> **TASK ITEM**:
The reply to the records below should contain exactly the lines from the line with "positive clicks: (309, 105)" through the line with "0L192 1L198 12L207", and nothing besides.
[Opening SOURCE MATERIAL section]
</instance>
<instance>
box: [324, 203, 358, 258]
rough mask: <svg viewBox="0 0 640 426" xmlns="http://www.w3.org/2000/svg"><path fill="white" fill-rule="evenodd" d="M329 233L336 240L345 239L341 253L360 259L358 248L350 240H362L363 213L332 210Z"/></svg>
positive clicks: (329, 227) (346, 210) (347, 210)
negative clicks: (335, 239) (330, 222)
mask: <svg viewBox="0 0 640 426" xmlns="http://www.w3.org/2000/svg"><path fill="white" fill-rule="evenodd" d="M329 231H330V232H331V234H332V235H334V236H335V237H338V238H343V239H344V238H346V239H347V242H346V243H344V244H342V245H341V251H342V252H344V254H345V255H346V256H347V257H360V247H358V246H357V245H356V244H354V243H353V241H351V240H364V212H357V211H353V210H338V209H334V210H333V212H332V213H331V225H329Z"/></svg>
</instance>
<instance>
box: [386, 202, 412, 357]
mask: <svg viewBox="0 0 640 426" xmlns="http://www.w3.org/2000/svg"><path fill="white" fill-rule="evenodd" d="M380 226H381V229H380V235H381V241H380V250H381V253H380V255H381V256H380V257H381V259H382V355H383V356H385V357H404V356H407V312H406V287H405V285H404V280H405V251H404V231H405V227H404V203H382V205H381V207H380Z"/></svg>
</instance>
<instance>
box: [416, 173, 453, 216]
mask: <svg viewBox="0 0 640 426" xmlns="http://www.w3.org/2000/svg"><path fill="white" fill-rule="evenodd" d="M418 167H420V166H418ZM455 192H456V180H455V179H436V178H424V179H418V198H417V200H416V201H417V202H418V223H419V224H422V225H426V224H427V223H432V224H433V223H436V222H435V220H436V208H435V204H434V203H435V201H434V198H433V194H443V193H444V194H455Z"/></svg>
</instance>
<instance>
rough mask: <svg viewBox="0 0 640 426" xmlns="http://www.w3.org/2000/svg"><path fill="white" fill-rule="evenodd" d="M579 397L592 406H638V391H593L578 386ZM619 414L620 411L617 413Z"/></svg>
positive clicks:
[Closing SOURCE MATERIAL section]
[Opening SOURCE MATERIAL section]
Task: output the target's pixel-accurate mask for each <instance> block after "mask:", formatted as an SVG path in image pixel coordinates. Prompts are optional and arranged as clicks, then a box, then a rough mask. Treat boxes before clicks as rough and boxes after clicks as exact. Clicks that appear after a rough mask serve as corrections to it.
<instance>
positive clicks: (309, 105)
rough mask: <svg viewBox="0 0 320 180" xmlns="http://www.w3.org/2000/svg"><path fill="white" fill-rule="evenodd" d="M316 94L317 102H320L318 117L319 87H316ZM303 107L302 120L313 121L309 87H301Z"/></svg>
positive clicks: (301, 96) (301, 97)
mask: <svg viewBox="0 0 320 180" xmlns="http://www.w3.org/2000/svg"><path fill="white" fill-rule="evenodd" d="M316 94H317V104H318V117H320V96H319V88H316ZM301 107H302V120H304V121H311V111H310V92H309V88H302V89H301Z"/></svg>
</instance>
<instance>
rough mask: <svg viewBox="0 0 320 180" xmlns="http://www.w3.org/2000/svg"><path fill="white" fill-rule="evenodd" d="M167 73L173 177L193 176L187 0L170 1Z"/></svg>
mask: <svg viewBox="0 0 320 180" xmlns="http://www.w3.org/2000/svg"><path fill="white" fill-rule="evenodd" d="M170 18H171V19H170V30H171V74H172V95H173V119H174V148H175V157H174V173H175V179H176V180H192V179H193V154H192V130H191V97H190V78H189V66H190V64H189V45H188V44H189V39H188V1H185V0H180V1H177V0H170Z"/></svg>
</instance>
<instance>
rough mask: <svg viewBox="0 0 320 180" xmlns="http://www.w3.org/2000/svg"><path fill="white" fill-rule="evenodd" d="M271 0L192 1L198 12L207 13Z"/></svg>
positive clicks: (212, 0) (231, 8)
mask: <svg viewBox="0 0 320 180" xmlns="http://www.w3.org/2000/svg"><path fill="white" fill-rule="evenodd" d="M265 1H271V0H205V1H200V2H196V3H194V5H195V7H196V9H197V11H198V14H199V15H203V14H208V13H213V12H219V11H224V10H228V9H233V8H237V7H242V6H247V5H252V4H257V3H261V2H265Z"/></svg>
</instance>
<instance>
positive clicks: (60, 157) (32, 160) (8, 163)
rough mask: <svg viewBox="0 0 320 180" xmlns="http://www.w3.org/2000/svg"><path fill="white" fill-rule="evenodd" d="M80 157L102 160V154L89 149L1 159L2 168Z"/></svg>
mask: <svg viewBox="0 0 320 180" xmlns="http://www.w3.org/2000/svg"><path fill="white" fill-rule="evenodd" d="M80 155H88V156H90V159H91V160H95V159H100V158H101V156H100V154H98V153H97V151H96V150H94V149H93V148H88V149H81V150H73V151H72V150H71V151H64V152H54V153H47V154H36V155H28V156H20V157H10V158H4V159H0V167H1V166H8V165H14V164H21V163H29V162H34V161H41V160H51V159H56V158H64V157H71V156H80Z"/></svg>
[Closing SOURCE MATERIAL section]
> **WRITTEN RESPONSE**:
positive clicks: (309, 105)
rough mask: <svg viewBox="0 0 320 180" xmlns="http://www.w3.org/2000/svg"><path fill="white" fill-rule="evenodd" d="M316 94L317 102H320L318 117L319 87H316ZM303 107L302 120L313 121L309 87H301Z"/></svg>
positive clicks: (301, 96) (301, 97)
mask: <svg viewBox="0 0 320 180" xmlns="http://www.w3.org/2000/svg"><path fill="white" fill-rule="evenodd" d="M316 94H317V104H318V117H320V96H319V88H316ZM301 107H302V120H304V121H311V111H310V92H309V88H302V89H301Z"/></svg>
</instance>
<instance>
rough mask: <svg viewBox="0 0 320 180" xmlns="http://www.w3.org/2000/svg"><path fill="white" fill-rule="evenodd" d="M167 73L173 177L193 176L187 0L170 1Z"/></svg>
mask: <svg viewBox="0 0 320 180" xmlns="http://www.w3.org/2000/svg"><path fill="white" fill-rule="evenodd" d="M170 18H171V19H170V30H171V74H172V95H173V119H174V148H175V157H174V173H175V179H176V180H192V179H193V154H192V130H191V97H190V78H189V66H190V64H189V45H188V44H189V39H188V1H185V0H180V1H177V0H170Z"/></svg>
</instance>
<instance>
rough mask: <svg viewBox="0 0 320 180" xmlns="http://www.w3.org/2000/svg"><path fill="white" fill-rule="evenodd" d="M271 0L192 1L198 12L207 13Z"/></svg>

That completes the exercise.